Short problem A:
Answer these questions from the VariantModel documentation:
(i) What does the encoder field map?
(ii) What does the freq_sum field hold?
(iii) According to alphabet_size, what extra symbol makes the alphabet size typically one more than the alphabet file?
Short problem B: Write out the passage of the VariantModel documentation that starts at "Holds weighted confusable" and ends at "perhaps also computed)".

Extract to read:
---+---

Struct analiticcl::VariantModel[−][src]

pub struct VariantModel {Show fields
    pub decoder: VocabDecoder,
    pub encoder: VocabEncoder,
    pub alphabet: Alphabet,
    pub index: AnaIndex,
    pub sortedindex: BTreeMap<u16, Vec<AnaValue>>,
    pub have_freq: bool,
    pub freq_sum: usize,
    pub weights: Weights,
    pub lexicons: Vec<String>,
    pub confusables: Vec<Confusable>,
    pub confusables_before_pruning: bool,
    pub variantclusters: VariantClusterMap,
    pub debug: bool,
}

The VariantModel is the most high-level model of analiticcl, it holds all data required for variant matching.

Fields

decoder: VocabDecoder

Maps Vocabulary IDs to their textual strings and other related properties

encoder: VocabEncoder

Map strings to vocabulary IDs

alphabet: Alphabet

Defines the alphabet used for the variant model

index: AnaIndex

The main index, mapping anagrams to instances

sortedindex: BTreeMap<u16, Vec<AnaValue>>

A secondary sorted index indices of the outer vector correspond to the length of an anagram (in chars) - 1 Inner vector is always sorted

have_freq: bool

Does the model have frequency information?

freq_sum: usize

Total sum of all frequencies in the lexicon

weights: Weights

Weights used in scoring

lexicons: Vec<String>

Stores the names of the loaded lexicons, they will be referenced by index from individual items for provenance reasons

confusables: Vec<Confusable>

Holds weighted confusable recipes that can be used in scoring and ranking

confusables_before_pruning: bool

Process confusables before pruning by max_matches

variantclusters: VariantClusterMap

Groups clusters of variants (either from explicitly loaded variant files or in a later stage perhaps also computed)

debug: bool

Implementations

`impl VariantModel`[src]

`pub fn new(alphabet_file: &str, weights: Weights, debug: bool) -> VariantModel`[src]

Instantiate a new variant model

`pub fn new_with_alphabet( alphabet: Alphabet, weights: Weights, debug: bool ) -> VariantModel`[src]

Instantiate a new variant model, explicitly passing an alphabet rather than loading one from file.

`pub fn set_confusables_before_pruning(&mut self)`[src]

Configure the model to match against known confusables prior to pruning on maximum weight. This may lead to better results but may have a significant performance impact.

`pub fn alphabet_size(&self) -> CharIndexType`[src]

Returns the size of the alphabet, this is typically +1 longer than the actual alphabet file as it includes the UNKNOWN symbol.

`pub fn get_or_create_index<'a, 'b>( &'a mut self, anahash: &'b AnaValue ) -> &'a mut AnaIndexNode`[src]

Get an item from the index or insert it if it doesn’t exist yet

`pub fn build(&mut self)`[src]

Build the anagram index (and secondary index) so the model is ready for variant matching

`pub fn contains_key(&self, key: &AnaValue) -> bool`[src]

Tests if the anagram value exists in the index

`pub fn get_anagram_instances(&self, text: &str) -> Vec<&VocabValue>`[src]

Get all anagram instances for a specific entry

`pub fn get(&self, text: &str) -> Option<&VocabValue>`[src]

Get an exact item in the lexicon (if it exists)

---+---

Information shown:
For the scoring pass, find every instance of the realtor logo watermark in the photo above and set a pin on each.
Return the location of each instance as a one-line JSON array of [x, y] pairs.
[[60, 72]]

---+---

Correct result A:
(i) Strings to vocabulary IDs.
(ii) The total sum of all frequencies in the lexicon.
(iii) The UNKNOWN symbol.

Correct result B:
Holds weighted confusable recipes that can be used in scoring and ranking

confusables_before_pruning: bool

Process confusables before pruning by max_matches

variantclusters: VariantClusterMap

Groups clusters of variants (either from explicitly loaded variant files or in a later stage perhaps also computed)